**** DATA SHOWN ****
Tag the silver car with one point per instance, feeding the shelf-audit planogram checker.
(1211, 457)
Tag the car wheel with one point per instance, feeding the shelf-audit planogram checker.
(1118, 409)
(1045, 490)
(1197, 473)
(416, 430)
****
Reproduce all of the material above verbatim, line for line.

§ RESULT OF THIS EXERCISE:
Tag the silver car with one point per instance, feeding the shelf-audit planogram checker.
(1211, 457)
Tag the car wheel with one point per instance, feeding the shelf-audit planogram checker.
(1118, 409)
(1045, 490)
(1197, 473)
(416, 430)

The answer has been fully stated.